begin TEXT PROVIDED

Given the uncertain financial environment, increasing regulatory requirements and ING’s priority to repurchase the remaining outstanding core Tier 1 securities, no interim dividend will be paid in 2011.

Important milestones reached

Commenting on the results, Jan Hommen, CEO of ING Group, said: “ING reached important milestones in the second quarter as we work towards the separation of the Group and the establishment of strong stand-alone banking and insurance companies. In May we paid EUR 3 billion (including EUR 1 billion premium) to the Dutch State, while maintaining strong capital buffers to withstand potential shocks given the uncertain economic environment.

We reached an agreement to sell ING Direct USA, meeting one of the principal restructuring requirements imposed by the European Commission. And last week we announced an agreement to sell our Latin American life and pension business for EUR 2.7 billion, marking the first major step in the divestment of the Insurance and Investment Management activities.

“The US and European & Asian insurance businesses are making good progress on performance improvement initiatives as they prepare for separate IPOs. The operating profit for Insurance increased compared with a year ago, as measures to improve returns continue to gain momentum. The Bank posted another strong quarter, as margins held up well and we continued to grow volumes in savings and lending despite the challenging operating conditions in the second quarter. As the economic environment and financial markets remain uncertain, we will reinforce our vigilance on costs by focusing on structural improvements in our processes and organisation, while continuing to invest responsibly in the growth of our franchises for the long-term benefit of our customers.”

Bank records solid second quarter

ING Bank recorded a solid second quarter, although the underlying result before tax was down on the same period last year and the first quarter, largely due to impairments on Greek government bonds 1. Underlying result before tax of EUR 1,304 million was 18.9% lower on the same quarter last year and down 23.1% on the very robust first quarter.

Excluding the Greek impairments, the decline was 7.2% as the second quarter last year included a a EUR 86 million gain on the sale of an equity stake and EUR 43 million of positive fair value changes on the Bank’s Tier 2 debt.

Healthy interest margins, higher client balances and lower risk costs helped support the second quarter result.

Despite the lower quarterly result, Bank half year profit is 3.8% higher than the first half in 2010.

The second quarter result shows the Bank is on track to meeting its Ambition 2013 targets. These are business improvement program targets, mostly established in October 2009. These targets involved boosting underlying income, lowering overall costs, reducing risk costs and lifting return on equity.

Under Ambition 2013, underlying income is targeted to grow by a Compound Annual Growth Rate (CAGR) of 5% by 2013. From the first half of 2009 to the end of the first half for 2011, underlying income grew by a CAGR of 5.5%.

ING Bank is focused on keeping costs under control. The cost target, the underlying cost/income ratio, was 54.6% excluding market impacts in the second quarter. It is the second consecutive quarter that operating costs have declined, but they are higher compared to the second half last year. ING Bank is committed to reducing this ratio to 50% in the Ambition 2013 programme.

end TEXT PROVIDED

**REQUIRED TASK 1**: From the ING results text, reproduce word for word the passage beginning at the words "Under Ambition 2013, underlying" and ending after the words "CAGR of 5.5%.".
**REQUIRED TASK 2**: Write the next part of the ING second-quarter results text, continuing on from its final sentence.

begin RAW RECORDS

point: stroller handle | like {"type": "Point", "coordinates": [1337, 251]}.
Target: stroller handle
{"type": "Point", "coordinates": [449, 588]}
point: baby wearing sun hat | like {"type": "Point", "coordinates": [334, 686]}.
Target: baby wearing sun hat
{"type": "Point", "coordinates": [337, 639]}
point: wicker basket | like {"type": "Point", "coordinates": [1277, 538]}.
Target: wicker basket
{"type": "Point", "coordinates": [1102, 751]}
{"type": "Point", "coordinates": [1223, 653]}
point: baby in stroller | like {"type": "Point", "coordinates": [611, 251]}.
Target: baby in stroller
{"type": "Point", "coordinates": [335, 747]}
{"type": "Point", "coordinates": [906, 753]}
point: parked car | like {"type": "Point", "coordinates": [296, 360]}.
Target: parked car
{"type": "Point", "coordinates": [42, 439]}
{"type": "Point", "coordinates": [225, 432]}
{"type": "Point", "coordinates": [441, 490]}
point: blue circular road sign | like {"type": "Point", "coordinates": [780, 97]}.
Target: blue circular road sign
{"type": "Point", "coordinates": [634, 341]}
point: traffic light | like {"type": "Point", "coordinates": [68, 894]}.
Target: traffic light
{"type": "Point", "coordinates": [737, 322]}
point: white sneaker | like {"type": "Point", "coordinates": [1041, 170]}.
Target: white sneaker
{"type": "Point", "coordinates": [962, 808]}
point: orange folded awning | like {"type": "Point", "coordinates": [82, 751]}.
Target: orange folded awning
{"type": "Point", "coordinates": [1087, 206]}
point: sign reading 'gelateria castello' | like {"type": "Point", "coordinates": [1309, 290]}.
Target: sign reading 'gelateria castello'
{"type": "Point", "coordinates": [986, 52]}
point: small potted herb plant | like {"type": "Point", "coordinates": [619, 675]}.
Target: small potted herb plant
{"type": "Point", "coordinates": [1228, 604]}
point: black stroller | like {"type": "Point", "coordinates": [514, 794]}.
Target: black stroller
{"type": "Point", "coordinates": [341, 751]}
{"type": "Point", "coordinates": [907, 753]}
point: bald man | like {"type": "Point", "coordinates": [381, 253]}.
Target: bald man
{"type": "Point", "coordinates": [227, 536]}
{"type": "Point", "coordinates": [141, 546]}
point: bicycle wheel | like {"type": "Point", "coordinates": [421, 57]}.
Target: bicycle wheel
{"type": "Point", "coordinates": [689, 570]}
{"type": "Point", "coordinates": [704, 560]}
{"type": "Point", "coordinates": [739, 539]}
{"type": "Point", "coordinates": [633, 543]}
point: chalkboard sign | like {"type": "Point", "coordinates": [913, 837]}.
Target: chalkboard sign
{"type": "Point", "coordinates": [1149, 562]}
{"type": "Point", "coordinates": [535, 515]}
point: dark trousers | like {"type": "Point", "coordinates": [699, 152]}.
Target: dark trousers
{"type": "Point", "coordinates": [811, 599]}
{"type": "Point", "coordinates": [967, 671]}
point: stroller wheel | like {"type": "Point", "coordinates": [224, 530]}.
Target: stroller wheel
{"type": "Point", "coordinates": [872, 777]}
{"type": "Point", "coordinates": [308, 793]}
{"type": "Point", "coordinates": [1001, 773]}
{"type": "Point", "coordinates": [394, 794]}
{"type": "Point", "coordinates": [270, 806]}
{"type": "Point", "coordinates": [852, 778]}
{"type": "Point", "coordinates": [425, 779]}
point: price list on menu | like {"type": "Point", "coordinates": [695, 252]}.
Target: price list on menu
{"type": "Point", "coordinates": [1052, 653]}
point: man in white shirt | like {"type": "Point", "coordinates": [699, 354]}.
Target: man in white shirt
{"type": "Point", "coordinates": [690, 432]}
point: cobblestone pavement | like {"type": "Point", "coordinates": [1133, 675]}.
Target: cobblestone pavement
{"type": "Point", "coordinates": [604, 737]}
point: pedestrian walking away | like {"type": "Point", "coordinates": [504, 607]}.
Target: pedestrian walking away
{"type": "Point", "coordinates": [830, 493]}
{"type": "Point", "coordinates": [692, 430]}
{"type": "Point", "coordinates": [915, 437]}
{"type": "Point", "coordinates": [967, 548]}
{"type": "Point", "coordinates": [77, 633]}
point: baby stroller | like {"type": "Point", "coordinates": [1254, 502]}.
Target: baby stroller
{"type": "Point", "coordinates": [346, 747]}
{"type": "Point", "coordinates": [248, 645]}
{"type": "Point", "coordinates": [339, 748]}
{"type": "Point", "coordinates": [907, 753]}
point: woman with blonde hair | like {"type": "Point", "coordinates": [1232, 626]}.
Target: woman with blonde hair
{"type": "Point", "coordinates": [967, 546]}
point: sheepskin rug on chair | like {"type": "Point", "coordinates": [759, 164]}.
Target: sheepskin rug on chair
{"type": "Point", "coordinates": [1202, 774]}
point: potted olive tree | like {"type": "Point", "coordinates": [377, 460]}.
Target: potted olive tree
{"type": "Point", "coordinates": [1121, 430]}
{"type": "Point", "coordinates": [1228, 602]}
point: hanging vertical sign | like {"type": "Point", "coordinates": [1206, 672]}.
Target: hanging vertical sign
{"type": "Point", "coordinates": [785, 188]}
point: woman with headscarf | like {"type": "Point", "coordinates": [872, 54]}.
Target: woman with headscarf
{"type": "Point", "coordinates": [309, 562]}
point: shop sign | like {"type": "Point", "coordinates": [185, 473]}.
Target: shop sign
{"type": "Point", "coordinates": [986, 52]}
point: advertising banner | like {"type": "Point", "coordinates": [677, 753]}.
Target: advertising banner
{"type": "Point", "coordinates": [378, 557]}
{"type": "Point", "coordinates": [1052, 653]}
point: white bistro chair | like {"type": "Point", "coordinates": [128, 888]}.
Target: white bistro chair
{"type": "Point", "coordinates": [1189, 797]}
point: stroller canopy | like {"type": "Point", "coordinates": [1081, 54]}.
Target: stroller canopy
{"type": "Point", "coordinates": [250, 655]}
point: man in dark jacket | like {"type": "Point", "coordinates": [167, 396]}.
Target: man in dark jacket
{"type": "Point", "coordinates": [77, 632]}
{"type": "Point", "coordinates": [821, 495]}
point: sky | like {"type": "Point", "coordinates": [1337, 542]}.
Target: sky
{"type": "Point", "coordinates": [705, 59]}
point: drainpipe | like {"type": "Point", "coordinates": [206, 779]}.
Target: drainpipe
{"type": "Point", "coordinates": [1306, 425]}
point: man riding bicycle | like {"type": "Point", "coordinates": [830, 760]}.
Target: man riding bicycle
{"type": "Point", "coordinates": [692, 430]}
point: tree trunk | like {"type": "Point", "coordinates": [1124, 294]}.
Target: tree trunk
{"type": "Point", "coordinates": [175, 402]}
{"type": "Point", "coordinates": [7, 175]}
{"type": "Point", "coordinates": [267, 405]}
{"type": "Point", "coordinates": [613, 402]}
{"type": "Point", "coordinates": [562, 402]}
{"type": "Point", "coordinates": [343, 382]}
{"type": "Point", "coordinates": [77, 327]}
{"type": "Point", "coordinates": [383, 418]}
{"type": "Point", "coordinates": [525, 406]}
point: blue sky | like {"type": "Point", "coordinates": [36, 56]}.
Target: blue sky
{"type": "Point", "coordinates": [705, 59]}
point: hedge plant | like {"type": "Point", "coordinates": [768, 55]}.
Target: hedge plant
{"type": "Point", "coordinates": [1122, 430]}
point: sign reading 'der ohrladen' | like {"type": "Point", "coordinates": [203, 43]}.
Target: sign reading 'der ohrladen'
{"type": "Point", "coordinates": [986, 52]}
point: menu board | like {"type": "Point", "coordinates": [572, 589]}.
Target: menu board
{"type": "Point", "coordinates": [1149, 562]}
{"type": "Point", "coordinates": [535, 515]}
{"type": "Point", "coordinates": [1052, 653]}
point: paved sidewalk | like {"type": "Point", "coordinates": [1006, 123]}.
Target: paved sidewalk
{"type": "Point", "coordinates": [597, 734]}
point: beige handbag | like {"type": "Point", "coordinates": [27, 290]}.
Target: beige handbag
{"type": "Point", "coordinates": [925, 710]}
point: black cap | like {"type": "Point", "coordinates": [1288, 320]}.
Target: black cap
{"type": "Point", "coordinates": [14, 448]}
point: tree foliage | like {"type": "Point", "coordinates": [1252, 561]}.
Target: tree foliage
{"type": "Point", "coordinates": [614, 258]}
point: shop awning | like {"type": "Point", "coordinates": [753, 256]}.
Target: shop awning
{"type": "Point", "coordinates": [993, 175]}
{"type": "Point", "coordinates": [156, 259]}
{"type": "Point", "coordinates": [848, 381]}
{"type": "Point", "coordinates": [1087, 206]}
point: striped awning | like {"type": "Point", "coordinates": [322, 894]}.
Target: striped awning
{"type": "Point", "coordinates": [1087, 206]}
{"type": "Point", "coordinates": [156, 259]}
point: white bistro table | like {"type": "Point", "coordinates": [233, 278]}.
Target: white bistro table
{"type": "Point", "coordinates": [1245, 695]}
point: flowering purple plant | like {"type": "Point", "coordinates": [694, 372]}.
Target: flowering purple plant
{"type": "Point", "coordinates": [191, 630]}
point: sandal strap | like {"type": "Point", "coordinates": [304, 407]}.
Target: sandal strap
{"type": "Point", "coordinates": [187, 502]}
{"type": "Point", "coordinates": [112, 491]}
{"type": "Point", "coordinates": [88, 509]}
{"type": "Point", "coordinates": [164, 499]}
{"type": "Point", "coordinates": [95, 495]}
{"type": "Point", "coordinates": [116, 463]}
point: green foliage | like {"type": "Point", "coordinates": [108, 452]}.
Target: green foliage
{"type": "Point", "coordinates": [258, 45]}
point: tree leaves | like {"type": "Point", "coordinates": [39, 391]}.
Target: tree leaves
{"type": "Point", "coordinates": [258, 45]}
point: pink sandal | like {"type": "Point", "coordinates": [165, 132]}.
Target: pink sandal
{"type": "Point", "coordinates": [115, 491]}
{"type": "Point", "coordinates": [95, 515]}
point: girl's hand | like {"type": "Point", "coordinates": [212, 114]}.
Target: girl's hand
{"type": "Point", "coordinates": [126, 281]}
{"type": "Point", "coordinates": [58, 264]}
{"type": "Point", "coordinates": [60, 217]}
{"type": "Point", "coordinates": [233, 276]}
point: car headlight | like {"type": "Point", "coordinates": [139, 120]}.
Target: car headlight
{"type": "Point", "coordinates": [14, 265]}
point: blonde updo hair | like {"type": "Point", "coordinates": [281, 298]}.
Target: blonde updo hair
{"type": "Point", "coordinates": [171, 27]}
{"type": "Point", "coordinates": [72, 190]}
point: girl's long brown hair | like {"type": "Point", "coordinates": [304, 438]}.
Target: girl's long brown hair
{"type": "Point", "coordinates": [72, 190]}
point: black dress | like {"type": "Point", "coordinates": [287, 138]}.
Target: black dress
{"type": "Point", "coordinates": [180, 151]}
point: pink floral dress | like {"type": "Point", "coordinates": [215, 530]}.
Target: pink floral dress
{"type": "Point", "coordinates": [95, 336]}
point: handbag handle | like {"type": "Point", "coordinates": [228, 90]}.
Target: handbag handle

end RAW RECORDS

**FINAL ANSWER 1**:
Under Ambition 2013, underlying income is targeted to grow by a Compound Annual Growth Rate (CAGR) of 5% by 2013. From the first half of 2009 to the end of the first half for 2011, underlying income grew by a CAGR of 5.5%.

**FINAL ANSWER 2**:
The year-to-date underlying return on equity based on a 7.5% core Tier 1 ratio was 18.6%, exceeding the Ambition 2013 target of 13-15%.

Risk costs returning to normalised levels

Risk costs were higher than the previous quarter, but declined from a year ago, confirming a gradual trend back to more normalised levels. ING Bank’s total second-quarter risk costs2 fell to 47 basis points of average risk-weighted assets compared to 55 basis points in the same period last year. This compares with the Ambition 2013 expectation of a normalised level of between 40 and 45 basis points. For the coming quarters, the Bank expects risk costs to remain below the average level seen in 2010.

The increase in risk costs compared to the first quarter occurred in the mid-corporate and Small to Medium sized (SME) business sectors, which had a very modest level of loan losses in the first quarter of 2011. There were also higher risk costs in the Real Estate Finance portfolio in the Netherlands and Australia due to some specific files.

The level of client balances at ING Bank rose for the eighth consecutive quarter, driven by growth in Retail Banking.

Overall, ING Bank’s ambition is to become the preferred bank for its customers. The focus in 2011 is on combining and building on the strengths of ING’s banking businesses, managing the balance sheet more efficiently, and increasing the focus on growth.

Insurance/Investment Management (IM) continues along improvement path

Insurance/IM results showed strong improvement, as performance improvement initiatives introduced last year continued to gain momentum.

Total operating profit leapt 82.5% to EUR 690 million from the second quarter of 2010 and 35% from the first quarter. The result was supported by higher investment and technical margins3 compared to both prior periods.

ING Insurance/IM posted an underlying result before tax of EUR 673 million in the second quarter, a significant improvement compared with EUR 18 million in the same
quarter of 2010 and up 57.2% from the first quarter.

The second quarter result reflected the progress the insurance/IM business is making towards meeting its goal of improving operating performance ahead of the planned two IPOs of the business.

In April last year, ING Group set down its strategy to improve performance. This entailed improving investment margins4, containing costs and pursuing growth to achieve a double digit return on equity by 2013. Under the Ambition 2013 program, ING Insurance/IM plans to lift investment performance and thereby income by widening the investment margin to 105 basis points; to lower costs to achieve an administrative expenses/operating income (Life & ING IM) ratio of 35%, to grow sales by 10% a year and to lift return on equity to 10%.

Investment margin widens

In the second quarter of 2011, the investment margin widened to 99 bps from 79 bps in the same period last year. The ratio of administrative expenses to operating income improved to 38.0% from 44.8% in the second quarter 2010, reflecting the increase in operating income, which was supported in part by seasonal and nonrecurring items. The underlying return on equity was 8.4% for the first half of this year, compared to 1.3% for the first half last year.

In 2011, the key priority is preparing the business for a base case scenario of two IPOs (one Europe led and the other US based) by focusing on constantly improving operating performance.

For further information

For further information, please go to the Investor Relations section of www.ing.com and then click on the Results & Interim Accounts tab to access the Press Release and all other financial results publications including the Quarterly Report, Statistical Supplement, presentations and audiocasts.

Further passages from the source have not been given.